▶ INSTRUCTION
Take all the material and copy it exactly.

▶ RECORD SET
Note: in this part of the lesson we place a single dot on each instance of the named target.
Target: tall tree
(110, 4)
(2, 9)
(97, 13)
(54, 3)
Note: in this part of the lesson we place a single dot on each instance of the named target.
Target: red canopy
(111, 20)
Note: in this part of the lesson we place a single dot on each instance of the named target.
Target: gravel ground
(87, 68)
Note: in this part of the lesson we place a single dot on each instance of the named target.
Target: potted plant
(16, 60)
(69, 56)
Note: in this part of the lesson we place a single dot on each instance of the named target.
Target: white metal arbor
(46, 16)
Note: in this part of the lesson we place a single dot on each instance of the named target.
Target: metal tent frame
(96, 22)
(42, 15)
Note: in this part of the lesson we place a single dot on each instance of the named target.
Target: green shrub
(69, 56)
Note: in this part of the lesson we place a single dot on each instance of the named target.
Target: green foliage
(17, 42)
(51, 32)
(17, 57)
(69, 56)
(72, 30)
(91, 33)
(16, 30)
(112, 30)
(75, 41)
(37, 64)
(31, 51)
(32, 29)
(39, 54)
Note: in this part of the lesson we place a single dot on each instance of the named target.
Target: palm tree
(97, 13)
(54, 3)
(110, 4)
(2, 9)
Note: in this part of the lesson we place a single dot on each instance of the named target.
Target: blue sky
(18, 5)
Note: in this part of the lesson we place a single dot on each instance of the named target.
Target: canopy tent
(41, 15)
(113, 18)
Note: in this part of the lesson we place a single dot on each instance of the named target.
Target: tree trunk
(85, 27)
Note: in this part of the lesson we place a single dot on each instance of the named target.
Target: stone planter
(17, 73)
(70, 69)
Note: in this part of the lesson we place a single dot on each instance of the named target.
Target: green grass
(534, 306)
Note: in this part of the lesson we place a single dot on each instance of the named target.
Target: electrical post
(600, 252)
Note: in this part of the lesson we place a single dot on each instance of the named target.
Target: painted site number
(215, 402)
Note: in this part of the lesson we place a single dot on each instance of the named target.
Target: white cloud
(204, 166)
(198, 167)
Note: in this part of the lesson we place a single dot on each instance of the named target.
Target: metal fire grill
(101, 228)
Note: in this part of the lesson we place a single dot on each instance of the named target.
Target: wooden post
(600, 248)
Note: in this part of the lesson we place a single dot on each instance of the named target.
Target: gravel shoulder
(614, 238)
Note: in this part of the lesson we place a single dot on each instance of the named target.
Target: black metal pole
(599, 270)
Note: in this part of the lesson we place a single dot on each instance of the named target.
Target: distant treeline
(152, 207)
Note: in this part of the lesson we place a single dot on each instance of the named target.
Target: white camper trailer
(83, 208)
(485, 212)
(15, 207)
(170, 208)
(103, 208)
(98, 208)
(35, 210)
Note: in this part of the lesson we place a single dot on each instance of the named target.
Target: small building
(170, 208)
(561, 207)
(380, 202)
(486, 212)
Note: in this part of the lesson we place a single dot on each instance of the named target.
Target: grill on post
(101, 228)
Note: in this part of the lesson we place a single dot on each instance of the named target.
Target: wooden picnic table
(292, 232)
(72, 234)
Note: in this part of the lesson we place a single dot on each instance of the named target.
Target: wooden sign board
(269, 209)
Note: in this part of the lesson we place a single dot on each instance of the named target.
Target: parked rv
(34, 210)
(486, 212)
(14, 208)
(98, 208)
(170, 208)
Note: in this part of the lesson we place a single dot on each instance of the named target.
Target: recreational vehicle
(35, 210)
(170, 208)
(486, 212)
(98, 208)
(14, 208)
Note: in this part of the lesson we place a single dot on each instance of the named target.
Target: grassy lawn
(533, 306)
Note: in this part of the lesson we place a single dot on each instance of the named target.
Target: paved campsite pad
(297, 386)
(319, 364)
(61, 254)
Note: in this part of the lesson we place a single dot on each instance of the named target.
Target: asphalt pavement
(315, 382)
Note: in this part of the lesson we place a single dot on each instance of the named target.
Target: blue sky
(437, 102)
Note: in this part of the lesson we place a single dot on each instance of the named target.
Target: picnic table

▶ TASK ANSWER
Note: in this part of the lesson we place a single dot on each instance of the named target.
Target: tall tree
(110, 4)
(2, 9)
(97, 13)
(54, 3)
Note: in this part of the lesson we place a single dot on each instance of the named target.
Target: red canopy
(111, 20)
Note: in this part of the lesson we place a single dot on each instance of the named target.
Target: gravel ground
(87, 68)
Note: in this part of the lesson we place a single dot on each instance of the named target.
Target: potted plant
(16, 60)
(69, 56)
Note: in this part of the lesson we place a single dot on each instance of the named target.
Target: white metal arbor
(46, 16)
Note: in this part of the lesson we place a single dot on each instance of the named target.
Target: metal tent frame
(96, 22)
(42, 15)
Note: in this part of the lesson we place a single dot on each instance of the named target.
Target: green shrub
(69, 56)
Note: in this part of the lesson we place a single dot on each instance of the named target.
Target: green foliage
(17, 42)
(51, 32)
(17, 57)
(69, 56)
(72, 30)
(91, 33)
(16, 30)
(112, 30)
(75, 41)
(37, 64)
(31, 51)
(32, 29)
(39, 54)
Note: in this part of the lesson we place a single dot on each instance of the named target.
Target: palm tree
(97, 13)
(54, 3)
(110, 4)
(2, 9)
Note: in this part of the lesson we place a single dot on each instance of the named target.
Target: blue sky
(18, 5)
Note: in this part of the lesson we place a single dot on each instance of the named target.
Target: canopy tent
(41, 15)
(113, 18)
Note: in this part of the lesson we place a single dot on each instance of the named target.
Target: tree trunk
(85, 27)
Note: in this part of the lesson we place a single dot on each instance of the named target.
Target: stone planter
(17, 73)
(70, 69)
Note: in this part of the lesson we place a single dot on each instance of the named target.
Target: green grass
(534, 306)
Note: in this part of the lesson we place a single dot on each instance of the named target.
Target: electrical post
(600, 252)
Note: in this part of the lesson we place a single dot on each instance of the named target.
Target: painted site number
(215, 402)
Note: in this part of the lesson we place a single dot on each instance of the named target.
Target: white cloud
(204, 166)
(198, 167)
Note: in this part of the lesson we place a single dot on each instance of the named target.
Target: metal fire grill
(101, 228)
Note: in this part of the lesson we place a single dot on each instance of the named target.
Target: wooden post
(600, 248)
Note: in this part of the lesson we place a single dot on each instance of the named target.
Target: gravel shoulder
(614, 238)
Note: in this part of the lesson we place a single dot on each instance of the named target.
Target: black metal pole
(599, 270)
Note: in this part of the lesson we place a single dot on each instance of the named target.
Target: distant treeline
(152, 207)
Note: in this part of the lesson we place a single dot on each instance of the named target.
Target: white camper trailer
(83, 208)
(485, 212)
(15, 207)
(170, 208)
(103, 208)
(98, 208)
(35, 210)
Note: in this part of the lesson we place a single dot on each instance of the named target.
Target: small building
(170, 208)
(561, 207)
(380, 202)
(486, 212)
Note: in this part of the lesson we place a single dot on each instance of the named target.
Target: grill on post
(101, 228)
Note: in this part of the lesson we place a single dot on each instance of the named target.
Target: wooden picnic table
(292, 232)
(72, 234)
Note: in this part of the lesson we place a single dot on each instance of the named target.
Target: wooden sign board
(269, 209)
Note: in this part of the lesson we place a single dot on each instance of the named target.
Target: parked rv
(34, 210)
(486, 212)
(14, 208)
(98, 208)
(170, 208)
Note: in this part of the lesson we place a single dot on each instance of the named target.
Target: recreational vehicle
(35, 210)
(170, 208)
(486, 212)
(98, 208)
(14, 208)
Note: in this part of the lesson we place a single dot on each instance of the named target.
Target: grassy lawn
(533, 306)
Note: in this part of the lesson we place a single dot on each instance of the named target.
Target: paved campsite pad
(297, 386)
(319, 364)
(61, 254)
Note: in this part of the lesson we place a single dot on each instance of the named target.
Target: asphalt pavement
(315, 382)
Note: in this part of the lesson we place a single dot on each instance of the named target.
Target: blue sky
(437, 102)
Note: in this part of the lesson we place a single dot on each instance of the named target.
Target: picnic table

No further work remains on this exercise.